◆ **Set exercise**
Copy each of the following items exactly as it appears.
---
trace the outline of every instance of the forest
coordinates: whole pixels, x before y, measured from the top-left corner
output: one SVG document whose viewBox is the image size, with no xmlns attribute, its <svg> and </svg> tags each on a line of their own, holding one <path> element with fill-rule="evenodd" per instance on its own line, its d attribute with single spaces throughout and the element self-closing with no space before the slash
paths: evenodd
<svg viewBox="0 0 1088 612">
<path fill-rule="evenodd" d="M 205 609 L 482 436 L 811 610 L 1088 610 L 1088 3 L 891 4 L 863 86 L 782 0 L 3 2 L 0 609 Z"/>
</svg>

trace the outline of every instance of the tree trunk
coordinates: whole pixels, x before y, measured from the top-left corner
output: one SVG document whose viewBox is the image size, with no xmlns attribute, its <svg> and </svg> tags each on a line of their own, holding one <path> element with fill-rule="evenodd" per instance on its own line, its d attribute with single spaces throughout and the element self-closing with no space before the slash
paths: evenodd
---
◆ **Answer below**
trace the outline of every instance of the forest
coordinates: whole pixels, x before y, measured from the top-left corner
output: one SVG document whose viewBox is the image size, with no xmlns attribute, its <svg> and </svg> tags each on a line of their own, holding one <path> element with fill-rule="evenodd" per instance on its own line, its d attribute with single spaces throughout and the element self-closing with no space before the slash
paths: evenodd
<svg viewBox="0 0 1088 612">
<path fill-rule="evenodd" d="M 205 609 L 482 436 L 811 610 L 1088 610 L 1088 3 L 891 4 L 863 86 L 782 0 L 3 2 L 0 609 Z"/>
</svg>

trace the outline of every instance of the tree trunk
coordinates: whole pixels, x before y, measured from the top-left corner
output: one SVG document whose viewBox is the image size, with no xmlns attribute, its <svg> and </svg> tags each on a line of their own, holding one <path> element with fill-rule="evenodd" per instance on its own line, its d attribute with single spaces throughout and the element self-closing with no space before the slash
paths: evenodd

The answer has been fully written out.